_Problem to work on_
Each record should be reproduced exactly.

(Items from a dataset)

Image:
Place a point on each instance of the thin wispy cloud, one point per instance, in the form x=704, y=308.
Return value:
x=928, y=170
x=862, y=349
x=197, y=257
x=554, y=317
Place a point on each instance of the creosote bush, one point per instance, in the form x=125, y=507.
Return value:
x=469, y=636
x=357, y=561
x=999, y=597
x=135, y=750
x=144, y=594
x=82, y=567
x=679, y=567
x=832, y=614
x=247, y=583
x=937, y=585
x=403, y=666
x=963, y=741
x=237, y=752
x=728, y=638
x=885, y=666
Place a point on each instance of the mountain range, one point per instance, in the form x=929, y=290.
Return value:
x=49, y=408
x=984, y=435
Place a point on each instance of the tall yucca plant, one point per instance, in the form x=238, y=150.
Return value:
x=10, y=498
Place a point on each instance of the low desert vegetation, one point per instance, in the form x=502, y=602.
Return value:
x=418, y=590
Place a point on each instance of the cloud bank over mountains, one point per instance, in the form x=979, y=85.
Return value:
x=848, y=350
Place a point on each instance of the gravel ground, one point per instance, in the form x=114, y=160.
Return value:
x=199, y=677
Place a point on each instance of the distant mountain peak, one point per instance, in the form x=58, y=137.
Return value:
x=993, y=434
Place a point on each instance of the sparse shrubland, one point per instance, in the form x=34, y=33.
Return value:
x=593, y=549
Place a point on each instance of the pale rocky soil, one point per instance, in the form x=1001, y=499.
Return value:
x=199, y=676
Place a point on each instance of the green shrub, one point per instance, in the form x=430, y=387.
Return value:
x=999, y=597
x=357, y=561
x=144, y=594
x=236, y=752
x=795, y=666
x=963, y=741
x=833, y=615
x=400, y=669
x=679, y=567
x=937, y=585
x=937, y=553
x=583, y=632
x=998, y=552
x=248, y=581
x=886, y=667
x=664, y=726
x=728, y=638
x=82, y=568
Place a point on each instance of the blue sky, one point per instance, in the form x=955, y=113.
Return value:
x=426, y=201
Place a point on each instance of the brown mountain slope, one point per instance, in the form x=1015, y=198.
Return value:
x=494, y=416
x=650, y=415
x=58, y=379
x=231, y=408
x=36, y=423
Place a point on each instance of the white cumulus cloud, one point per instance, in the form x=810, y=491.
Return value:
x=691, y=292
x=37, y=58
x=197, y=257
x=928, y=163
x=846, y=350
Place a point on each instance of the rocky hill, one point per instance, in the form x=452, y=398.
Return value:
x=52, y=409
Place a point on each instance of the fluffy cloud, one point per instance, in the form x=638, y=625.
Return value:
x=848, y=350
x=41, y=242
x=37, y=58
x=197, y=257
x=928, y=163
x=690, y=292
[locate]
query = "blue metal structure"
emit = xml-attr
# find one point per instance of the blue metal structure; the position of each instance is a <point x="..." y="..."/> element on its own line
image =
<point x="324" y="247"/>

_Answer to this task_
Image:
Place a point on each instance of the thin wispy cloud, one point per instance, in the form x=704, y=308.
Return value:
x=928, y=170
x=862, y=349
x=197, y=257
x=554, y=317
Place a point on each instance of the creosote bush, one point per instance, in the form x=125, y=507.
Return value:
x=469, y=636
x=357, y=561
x=999, y=597
x=135, y=750
x=144, y=594
x=82, y=567
x=679, y=567
x=832, y=614
x=247, y=583
x=937, y=585
x=403, y=666
x=963, y=741
x=237, y=752
x=728, y=638
x=885, y=666
Place a point on each instance of the mountain range, one point per instance, in the form x=929, y=290.
Return value:
x=49, y=408
x=984, y=435
Place a point on each instance of the tall yucca plant, one point per instance, in the form x=238, y=150.
Return value:
x=10, y=498
Place a point on each instance of the low desert vegetation, one point per instance, in the form x=502, y=602.
Return value:
x=418, y=590
Place a point on each instance of the cloud bank over mountains, one point per instance, in the form x=979, y=85.
Return value:
x=848, y=350
Place a point on each instance of the gravel ground, one point per instance, in the form x=114, y=160.
Return value:
x=199, y=677
Place a point on each instance of the distant mountain peak, one point per instance, in the form x=58, y=137.
Return value:
x=993, y=434
Place a point on each instance of the sparse shrubland, one point per instance, in the form x=34, y=33.
Return value:
x=593, y=549
Place a point on each instance of the pale rocky soil, one point per instance, in the form x=1001, y=499.
Return value:
x=199, y=676
Place a point on each instance of the green shrub, one point per instance, in the form x=430, y=387.
Return value:
x=999, y=597
x=357, y=561
x=144, y=594
x=236, y=752
x=795, y=666
x=963, y=741
x=833, y=615
x=400, y=669
x=679, y=567
x=937, y=585
x=937, y=553
x=583, y=632
x=998, y=552
x=248, y=581
x=886, y=667
x=664, y=726
x=728, y=638
x=82, y=568
Place a point on each instance of the blue sky, one point per instance, in the form x=955, y=113.
Return value:
x=426, y=201
Place a point on each instance of the brown mountain slope, one point per instance, in the form x=1015, y=198.
Return value:
x=494, y=416
x=650, y=415
x=58, y=379
x=231, y=408
x=36, y=423
Place a point on each instance of the white cumulus cloud, one point per instance, in the form x=810, y=491.
Return value:
x=691, y=292
x=37, y=58
x=197, y=257
x=928, y=163
x=846, y=350
Place a point on each instance of the rocky hill, one point per instance, in the form x=452, y=398.
Return value:
x=52, y=409
Place a point on each instance of the fluffy cloud, one point per instance, in the form x=638, y=625.
Return value:
x=848, y=350
x=41, y=242
x=37, y=58
x=197, y=257
x=928, y=163
x=690, y=292
[locate]
query = "blue metal structure"
emit = xml-attr
# find one point per instance of the blue metal structure; the position of each instance is a <point x="..." y="..."/> element on its own line
image =
<point x="324" y="247"/>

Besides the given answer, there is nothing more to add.